*演習課題 1*:
以下の島津亜矢ライブのレポートから、「続いて、マキタが紅白で衝撃を」で始まり「展開し、ゲストコーナー終了。」まで続く箇所を一字も変えずに出力せよ。

---

紫色の華麗な和服に身を包んだ島津亜矢が登場すると、「亜矢ちゃん!」と怒号のような歓声とサイリウムが飛び交う。「LIVE@で初めてだよ。青山CAYが明治座になっちゃったよ」と笑うマキタ。
 
「海鳴りの詩」冒頭から、青山CAY全体が鳴動しているかのような、圧倒的な声量とテクニックを展開。その歌声はまさに、演歌でありながら、言葉の本当の意味でソウルフルなもの。声の奥底まで情けが浸透したその極太の歌声に、「すごいよ鳥肌が・・・」と完全にノックアウト。「空間の制圧の仕方がすごい。空間全体を揺らしている」とマキタ独特の表現でその凄味を表した。
 
続いて、マキタが紅白で衝撃を受けた「帰らんちゃよか」をマキタのギターとジミー岩崎のピアノ伴奏のスペシャルバージョンで披露。その涙なしには聴けないパフォーマンスに客席は静まり返った。その後のトークコーナーでは、この歌怪獣がどのようにして生まれたか、島津の歴史を紐解きながら迫る。さらに、食の話に移行し、島津はじゃがいもが大好物というと、マキタは最近島津亜矢とならんで推している、マグマ塩をじゃがいもに相性抜群と紹介しつつ、島津の人柄を引き出すトークを展開し、ゲストコーナー終了。

---

*演習課題 2*:
レコードのうち、文字列「corrugated」を含む行をすべて抜き出すこと。

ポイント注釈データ
---

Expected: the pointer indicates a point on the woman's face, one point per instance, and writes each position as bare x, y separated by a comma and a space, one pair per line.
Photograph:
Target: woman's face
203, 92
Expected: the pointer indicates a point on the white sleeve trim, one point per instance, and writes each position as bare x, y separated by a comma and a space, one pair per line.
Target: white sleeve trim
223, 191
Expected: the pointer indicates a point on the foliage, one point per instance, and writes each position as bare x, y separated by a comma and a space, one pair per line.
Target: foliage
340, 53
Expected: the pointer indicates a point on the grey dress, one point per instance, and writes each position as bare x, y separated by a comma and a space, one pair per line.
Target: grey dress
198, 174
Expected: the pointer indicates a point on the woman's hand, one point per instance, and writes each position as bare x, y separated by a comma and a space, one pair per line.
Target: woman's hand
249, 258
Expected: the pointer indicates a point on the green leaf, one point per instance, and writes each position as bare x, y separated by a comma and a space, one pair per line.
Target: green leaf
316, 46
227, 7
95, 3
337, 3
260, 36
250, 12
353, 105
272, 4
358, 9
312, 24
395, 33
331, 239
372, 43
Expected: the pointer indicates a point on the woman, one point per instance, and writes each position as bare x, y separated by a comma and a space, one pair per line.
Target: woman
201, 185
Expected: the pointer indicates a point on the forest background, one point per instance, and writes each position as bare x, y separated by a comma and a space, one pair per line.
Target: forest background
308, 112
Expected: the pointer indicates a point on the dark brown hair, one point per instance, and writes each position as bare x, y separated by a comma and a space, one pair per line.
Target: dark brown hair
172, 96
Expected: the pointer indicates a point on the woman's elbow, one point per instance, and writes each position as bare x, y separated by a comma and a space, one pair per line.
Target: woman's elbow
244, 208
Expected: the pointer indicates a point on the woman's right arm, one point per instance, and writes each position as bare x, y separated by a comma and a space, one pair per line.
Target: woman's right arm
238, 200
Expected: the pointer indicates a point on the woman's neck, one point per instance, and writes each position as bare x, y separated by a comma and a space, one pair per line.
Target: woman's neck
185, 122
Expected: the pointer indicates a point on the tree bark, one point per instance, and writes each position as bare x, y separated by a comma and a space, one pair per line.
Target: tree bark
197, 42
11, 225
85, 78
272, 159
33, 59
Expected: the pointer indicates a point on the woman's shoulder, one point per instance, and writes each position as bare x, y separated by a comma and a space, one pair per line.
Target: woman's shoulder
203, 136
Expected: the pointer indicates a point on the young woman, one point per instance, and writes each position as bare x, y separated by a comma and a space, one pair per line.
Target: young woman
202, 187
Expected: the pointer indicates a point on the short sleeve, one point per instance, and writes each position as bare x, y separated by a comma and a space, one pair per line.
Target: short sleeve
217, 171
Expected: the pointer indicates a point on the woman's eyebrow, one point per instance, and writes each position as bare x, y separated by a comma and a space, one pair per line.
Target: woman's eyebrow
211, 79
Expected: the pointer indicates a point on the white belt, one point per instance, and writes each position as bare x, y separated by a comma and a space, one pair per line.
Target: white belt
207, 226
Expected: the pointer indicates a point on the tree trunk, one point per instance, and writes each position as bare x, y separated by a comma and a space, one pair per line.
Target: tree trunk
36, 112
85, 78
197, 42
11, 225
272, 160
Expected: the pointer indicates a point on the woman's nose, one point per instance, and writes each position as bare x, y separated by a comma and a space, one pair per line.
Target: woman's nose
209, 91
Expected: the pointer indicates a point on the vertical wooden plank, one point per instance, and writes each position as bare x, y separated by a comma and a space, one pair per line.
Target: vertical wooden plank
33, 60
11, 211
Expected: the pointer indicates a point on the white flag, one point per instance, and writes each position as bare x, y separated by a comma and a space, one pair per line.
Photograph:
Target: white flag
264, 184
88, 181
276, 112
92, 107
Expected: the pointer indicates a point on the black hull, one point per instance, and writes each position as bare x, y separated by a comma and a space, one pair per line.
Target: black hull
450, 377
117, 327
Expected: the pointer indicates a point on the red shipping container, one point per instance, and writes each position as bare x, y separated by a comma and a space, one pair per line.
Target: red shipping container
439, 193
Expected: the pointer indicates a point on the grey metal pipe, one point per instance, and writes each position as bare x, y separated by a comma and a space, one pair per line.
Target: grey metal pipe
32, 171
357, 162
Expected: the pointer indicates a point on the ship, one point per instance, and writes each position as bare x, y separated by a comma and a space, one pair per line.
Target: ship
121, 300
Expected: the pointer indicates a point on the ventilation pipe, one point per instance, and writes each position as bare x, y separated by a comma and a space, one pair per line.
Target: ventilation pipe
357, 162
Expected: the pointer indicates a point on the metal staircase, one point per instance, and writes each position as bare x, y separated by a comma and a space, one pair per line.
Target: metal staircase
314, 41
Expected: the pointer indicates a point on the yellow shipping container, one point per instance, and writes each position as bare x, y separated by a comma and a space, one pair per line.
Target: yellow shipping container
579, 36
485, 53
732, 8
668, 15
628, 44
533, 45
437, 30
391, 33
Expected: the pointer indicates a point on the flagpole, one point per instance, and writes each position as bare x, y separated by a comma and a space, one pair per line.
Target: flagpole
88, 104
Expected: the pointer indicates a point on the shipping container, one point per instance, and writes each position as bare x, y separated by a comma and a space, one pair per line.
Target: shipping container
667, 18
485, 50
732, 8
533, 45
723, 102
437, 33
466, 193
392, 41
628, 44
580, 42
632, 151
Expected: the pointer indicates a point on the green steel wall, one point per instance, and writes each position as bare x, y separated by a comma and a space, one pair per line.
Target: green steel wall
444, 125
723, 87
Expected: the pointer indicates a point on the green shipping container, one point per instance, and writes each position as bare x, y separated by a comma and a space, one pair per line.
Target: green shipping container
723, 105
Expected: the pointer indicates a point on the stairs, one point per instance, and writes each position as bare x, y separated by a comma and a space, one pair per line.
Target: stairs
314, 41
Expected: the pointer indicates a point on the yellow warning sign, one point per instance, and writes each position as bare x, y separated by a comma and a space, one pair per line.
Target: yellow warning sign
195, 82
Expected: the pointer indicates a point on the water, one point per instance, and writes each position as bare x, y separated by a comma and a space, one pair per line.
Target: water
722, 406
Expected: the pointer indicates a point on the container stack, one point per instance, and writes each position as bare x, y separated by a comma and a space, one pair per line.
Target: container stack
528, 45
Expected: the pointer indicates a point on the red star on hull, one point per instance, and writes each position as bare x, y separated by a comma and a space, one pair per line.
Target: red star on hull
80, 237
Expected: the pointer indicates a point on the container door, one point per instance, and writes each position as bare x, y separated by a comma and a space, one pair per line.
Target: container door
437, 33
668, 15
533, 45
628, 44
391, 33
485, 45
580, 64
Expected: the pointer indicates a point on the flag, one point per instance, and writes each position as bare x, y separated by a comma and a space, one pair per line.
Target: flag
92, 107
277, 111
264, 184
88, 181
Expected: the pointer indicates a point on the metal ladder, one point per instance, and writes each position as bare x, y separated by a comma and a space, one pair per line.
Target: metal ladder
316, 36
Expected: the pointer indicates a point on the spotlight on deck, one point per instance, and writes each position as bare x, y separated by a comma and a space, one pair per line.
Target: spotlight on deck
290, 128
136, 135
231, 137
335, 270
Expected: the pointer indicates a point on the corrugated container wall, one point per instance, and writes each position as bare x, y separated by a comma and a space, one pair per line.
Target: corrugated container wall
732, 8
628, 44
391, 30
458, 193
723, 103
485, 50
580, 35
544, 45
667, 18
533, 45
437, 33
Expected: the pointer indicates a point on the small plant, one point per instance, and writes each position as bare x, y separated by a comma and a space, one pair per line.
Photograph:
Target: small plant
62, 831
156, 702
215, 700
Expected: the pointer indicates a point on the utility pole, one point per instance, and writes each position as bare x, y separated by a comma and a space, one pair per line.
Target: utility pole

---

*最終解答 1*:
続いて、マキタが紅白で衝撃を受けた「帰らんちゃよか」をマキタのギターとジミー岩崎のピアノ伴奏のスペシャルバージョンで披露。その涙なしには聴けないパフォーマンスに客席は静まり返った。その後のトークコーナーでは、この歌怪獣がどのようにして生まれたか、島津の歴史を紐解きながら迫る。さらに、食の話に移行し、島津はじゃがいもが大好物というと、マキタは最近島津亜矢とならんで推している、マグマ塩をじゃがいもに相性抜群と紹介しつつ、島津の人柄を引き出すトークを展開し、ゲストコーナー終了。

*最終解答 2*:
Expected: the pointer indicates a point on the corrugated container wall, one point per instance, and writes each position as bare x, y separated by a comma and a space, one pair per line.
Target: corrugated container wall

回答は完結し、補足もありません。